| PROBLEM |
Reproduce word for word the lines of the listing below, starting at the line containing "Would you mind indicating the patio" and ending at the last line of the listing.
━━ DATA SECTION ━━
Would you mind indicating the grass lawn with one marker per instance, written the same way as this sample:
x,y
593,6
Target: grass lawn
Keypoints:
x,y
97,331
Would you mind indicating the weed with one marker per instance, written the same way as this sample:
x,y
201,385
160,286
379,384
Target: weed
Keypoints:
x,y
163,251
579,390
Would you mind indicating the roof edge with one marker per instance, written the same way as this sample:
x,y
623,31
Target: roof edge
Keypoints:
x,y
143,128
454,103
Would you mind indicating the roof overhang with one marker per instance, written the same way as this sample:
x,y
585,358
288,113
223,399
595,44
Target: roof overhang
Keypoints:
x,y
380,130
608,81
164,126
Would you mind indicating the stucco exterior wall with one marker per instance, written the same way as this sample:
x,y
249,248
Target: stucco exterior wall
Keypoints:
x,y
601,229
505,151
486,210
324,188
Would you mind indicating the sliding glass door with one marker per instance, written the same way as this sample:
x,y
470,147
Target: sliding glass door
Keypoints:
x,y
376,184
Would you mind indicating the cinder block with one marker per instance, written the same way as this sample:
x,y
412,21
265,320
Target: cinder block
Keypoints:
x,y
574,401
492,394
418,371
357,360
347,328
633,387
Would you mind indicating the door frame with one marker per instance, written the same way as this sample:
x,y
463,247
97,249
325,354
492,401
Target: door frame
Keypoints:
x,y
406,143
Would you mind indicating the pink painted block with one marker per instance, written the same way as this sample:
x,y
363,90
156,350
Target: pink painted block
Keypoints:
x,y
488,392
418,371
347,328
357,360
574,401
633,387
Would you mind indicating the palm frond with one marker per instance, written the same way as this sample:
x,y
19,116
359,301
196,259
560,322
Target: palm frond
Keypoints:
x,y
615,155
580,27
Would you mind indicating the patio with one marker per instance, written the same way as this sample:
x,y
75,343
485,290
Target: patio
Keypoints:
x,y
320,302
━━━
| FINISHED EXERCISE |
Would you mind indicating the patio with one marker per instance, written the same way as this sample:
x,y
75,343
485,290
Target: patio
Keypoints:
x,y
320,302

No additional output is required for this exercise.